Top of INFORMATION GIVEN
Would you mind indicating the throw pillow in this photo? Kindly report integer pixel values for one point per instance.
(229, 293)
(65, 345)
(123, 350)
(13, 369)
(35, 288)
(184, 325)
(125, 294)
Bottom of INFORMATION GIVEN
| YOUR ASSIGNMENT |
Would you copy the data exactly as shown above?

| EXERCISE RESULT |
Would you mind indicating the throw pillow in this photo? Kindly report integer pixel values for one point per instance.
(229, 293)
(65, 345)
(123, 350)
(13, 369)
(35, 288)
(184, 325)
(125, 294)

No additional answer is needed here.